(Given task): Reproduce the records from the line containing "Could you please drop a point on the dense" through the line containing "<point>143,110</point>", changing "cloud bank" to "fog bank" and leaving everything else unaltered.
■ ■ ■
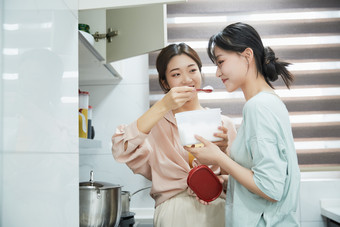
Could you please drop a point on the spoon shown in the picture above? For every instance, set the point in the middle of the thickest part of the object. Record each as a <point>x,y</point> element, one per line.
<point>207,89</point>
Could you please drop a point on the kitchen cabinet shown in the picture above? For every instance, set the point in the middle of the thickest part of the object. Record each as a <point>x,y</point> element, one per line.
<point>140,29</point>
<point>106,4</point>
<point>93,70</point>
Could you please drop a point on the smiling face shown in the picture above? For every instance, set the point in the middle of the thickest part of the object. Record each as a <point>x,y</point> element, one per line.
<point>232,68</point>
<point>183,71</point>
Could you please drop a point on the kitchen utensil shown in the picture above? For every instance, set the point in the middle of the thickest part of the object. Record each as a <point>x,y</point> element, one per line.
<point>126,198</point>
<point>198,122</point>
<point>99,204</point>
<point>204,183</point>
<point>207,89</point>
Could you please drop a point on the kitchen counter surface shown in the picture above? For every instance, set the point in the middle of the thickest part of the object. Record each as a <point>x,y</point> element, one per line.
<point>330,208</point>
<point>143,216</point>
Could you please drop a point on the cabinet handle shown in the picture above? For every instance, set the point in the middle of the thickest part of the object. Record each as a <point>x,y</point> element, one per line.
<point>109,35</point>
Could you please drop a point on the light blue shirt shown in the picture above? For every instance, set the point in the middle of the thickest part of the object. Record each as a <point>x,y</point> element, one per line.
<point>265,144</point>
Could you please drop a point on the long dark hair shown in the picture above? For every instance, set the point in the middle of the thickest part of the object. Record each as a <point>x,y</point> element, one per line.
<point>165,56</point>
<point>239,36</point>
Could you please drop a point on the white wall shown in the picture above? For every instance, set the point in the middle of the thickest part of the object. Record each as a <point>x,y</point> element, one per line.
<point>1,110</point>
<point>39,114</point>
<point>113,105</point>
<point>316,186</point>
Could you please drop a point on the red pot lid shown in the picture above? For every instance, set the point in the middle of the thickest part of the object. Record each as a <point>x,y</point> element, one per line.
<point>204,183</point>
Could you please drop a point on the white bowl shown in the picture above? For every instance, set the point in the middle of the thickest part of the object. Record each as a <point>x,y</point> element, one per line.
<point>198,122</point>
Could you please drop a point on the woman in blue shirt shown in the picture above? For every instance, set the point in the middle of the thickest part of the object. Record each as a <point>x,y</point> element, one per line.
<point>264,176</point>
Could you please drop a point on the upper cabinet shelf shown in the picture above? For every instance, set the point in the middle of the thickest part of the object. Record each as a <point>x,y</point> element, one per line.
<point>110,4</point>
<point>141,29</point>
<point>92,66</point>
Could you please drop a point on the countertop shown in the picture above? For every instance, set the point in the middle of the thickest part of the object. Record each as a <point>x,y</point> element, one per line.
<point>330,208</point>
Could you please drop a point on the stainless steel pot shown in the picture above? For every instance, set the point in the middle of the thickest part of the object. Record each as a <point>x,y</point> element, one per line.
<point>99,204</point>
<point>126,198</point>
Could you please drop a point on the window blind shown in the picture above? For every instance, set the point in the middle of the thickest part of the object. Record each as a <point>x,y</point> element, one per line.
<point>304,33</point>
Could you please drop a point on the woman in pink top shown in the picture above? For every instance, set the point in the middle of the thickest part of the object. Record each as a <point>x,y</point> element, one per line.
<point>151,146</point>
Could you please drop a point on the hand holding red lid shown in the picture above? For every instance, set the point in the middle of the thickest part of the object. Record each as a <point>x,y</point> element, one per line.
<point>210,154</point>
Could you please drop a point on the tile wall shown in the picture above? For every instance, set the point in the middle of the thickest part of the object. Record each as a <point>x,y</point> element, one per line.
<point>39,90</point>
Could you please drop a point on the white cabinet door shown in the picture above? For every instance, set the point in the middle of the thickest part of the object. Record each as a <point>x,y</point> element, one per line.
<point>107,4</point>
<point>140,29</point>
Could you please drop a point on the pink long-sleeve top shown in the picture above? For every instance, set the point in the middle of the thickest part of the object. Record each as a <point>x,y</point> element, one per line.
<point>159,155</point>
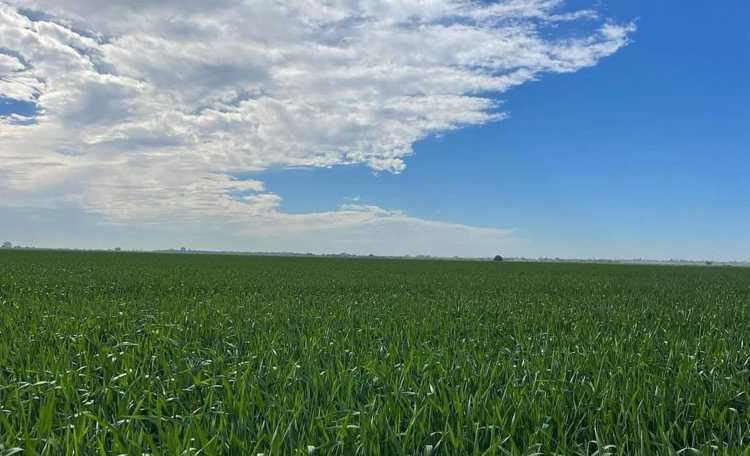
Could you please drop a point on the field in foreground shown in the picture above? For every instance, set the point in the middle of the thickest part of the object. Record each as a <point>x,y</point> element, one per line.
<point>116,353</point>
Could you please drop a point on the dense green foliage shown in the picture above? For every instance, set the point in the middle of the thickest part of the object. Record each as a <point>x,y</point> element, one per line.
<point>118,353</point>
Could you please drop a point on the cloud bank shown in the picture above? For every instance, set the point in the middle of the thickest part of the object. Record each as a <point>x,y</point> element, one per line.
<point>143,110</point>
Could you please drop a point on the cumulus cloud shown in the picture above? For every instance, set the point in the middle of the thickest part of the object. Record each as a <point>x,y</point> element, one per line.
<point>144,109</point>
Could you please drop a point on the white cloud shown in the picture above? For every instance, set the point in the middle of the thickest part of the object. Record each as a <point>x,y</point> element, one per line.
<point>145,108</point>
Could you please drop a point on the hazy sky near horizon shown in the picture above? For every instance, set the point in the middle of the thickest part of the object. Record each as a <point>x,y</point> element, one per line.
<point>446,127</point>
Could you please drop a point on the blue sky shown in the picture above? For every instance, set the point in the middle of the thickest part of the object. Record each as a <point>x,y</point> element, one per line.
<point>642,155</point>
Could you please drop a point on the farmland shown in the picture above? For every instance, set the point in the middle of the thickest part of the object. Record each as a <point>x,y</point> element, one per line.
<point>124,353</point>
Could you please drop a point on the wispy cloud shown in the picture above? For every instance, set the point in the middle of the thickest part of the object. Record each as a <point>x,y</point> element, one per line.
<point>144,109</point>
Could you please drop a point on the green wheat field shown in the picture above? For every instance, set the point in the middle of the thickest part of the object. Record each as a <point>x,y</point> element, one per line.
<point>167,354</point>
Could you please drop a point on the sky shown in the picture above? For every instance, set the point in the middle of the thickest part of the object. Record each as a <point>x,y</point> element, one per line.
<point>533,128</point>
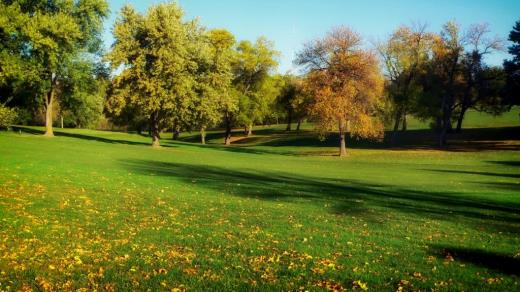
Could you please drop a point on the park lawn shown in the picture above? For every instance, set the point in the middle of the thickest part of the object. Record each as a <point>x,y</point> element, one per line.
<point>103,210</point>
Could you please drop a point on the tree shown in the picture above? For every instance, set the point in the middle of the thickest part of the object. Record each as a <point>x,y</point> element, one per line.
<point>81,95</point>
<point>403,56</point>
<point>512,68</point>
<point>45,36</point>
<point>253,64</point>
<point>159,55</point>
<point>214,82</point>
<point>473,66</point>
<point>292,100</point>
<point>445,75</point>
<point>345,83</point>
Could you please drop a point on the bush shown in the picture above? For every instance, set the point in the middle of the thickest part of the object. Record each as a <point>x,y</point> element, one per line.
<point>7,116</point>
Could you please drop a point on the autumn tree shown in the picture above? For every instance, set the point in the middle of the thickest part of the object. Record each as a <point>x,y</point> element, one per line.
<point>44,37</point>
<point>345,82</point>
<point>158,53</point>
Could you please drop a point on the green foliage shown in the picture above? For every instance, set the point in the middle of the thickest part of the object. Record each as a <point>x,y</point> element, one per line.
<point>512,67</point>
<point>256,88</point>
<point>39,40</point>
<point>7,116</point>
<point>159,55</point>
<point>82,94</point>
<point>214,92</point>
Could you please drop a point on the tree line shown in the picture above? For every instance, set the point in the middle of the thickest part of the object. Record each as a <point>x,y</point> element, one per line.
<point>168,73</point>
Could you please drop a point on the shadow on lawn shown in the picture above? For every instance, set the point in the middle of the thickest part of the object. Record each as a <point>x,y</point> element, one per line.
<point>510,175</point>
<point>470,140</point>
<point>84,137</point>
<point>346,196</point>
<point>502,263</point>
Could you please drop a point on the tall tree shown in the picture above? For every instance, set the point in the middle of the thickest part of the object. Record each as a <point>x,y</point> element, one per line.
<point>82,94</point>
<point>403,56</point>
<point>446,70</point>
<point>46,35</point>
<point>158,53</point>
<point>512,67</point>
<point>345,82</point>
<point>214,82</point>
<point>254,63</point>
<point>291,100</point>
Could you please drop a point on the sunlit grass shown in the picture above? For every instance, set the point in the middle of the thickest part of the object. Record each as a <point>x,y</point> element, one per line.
■ ■ ■
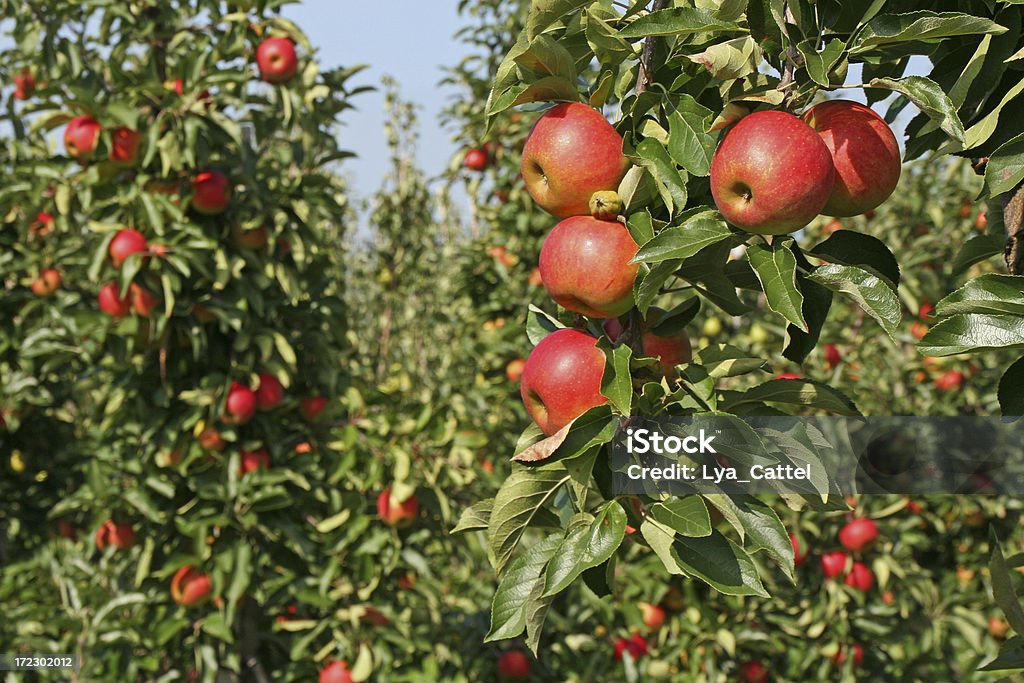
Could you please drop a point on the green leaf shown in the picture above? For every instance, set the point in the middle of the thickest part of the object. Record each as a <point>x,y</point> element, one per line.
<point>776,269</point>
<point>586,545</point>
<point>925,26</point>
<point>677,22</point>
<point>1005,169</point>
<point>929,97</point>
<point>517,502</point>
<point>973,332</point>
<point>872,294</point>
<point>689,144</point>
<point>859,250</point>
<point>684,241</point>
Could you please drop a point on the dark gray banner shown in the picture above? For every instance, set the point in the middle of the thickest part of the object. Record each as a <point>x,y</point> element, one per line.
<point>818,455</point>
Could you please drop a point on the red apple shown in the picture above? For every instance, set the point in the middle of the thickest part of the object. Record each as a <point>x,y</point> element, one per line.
■ ■ ■
(Solution for this task):
Could you please drop a point on the dense green foliage shown in the picture above? For every instance, set the point in the middle of the thickest part of the object. Record each as a <point>x,y</point> element, one per line.
<point>118,353</point>
Could you please drop a point on the fog bank shown in the picture above? For every instance, set the point in the middle of the thickest part of the object. Record each as a <point>x,y</point> element, one per line.
<point>143,110</point>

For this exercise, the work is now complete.